- [What needs to be done] The expected response is the entire set of entries, copied exactly.

- [Study material]
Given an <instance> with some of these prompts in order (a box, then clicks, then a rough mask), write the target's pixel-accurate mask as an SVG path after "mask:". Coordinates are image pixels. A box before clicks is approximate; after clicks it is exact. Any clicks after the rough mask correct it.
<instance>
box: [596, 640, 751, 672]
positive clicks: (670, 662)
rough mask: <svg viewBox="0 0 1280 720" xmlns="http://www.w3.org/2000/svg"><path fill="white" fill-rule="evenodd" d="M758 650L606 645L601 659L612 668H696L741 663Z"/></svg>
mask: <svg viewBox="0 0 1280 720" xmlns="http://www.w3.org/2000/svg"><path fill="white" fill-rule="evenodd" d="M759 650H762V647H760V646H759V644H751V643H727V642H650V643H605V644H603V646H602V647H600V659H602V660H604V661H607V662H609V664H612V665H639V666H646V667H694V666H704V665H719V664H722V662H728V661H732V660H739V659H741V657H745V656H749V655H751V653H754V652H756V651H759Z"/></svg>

- [Task result]
Given an <instance> with some of these prompts in order (a box, then clicks, then a rough mask), write the target's pixel-accurate mask as an SVG path after "mask:". Coordinates are image pixels. A box before clicks is approximate; after clicks it is exact. Any clicks after the rough mask correct it.
<instance>
box: [596, 640, 751, 672]
positive clicks: (670, 662)
rough mask: <svg viewBox="0 0 1280 720" xmlns="http://www.w3.org/2000/svg"><path fill="white" fill-rule="evenodd" d="M758 650L606 645L601 659L612 668H696L741 663Z"/></svg>
mask: <svg viewBox="0 0 1280 720" xmlns="http://www.w3.org/2000/svg"><path fill="white" fill-rule="evenodd" d="M759 650H762V647H760V646H759V644H751V643H727V642H650V643H605V644H603V646H602V647H600V659H602V660H604V661H607V662H609V664H612V665H639V666H646V667H694V666H704V665H719V664H722V662H728V661H732V660H739V659H741V657H745V656H749V655H751V653H754V652H756V651H759Z"/></svg>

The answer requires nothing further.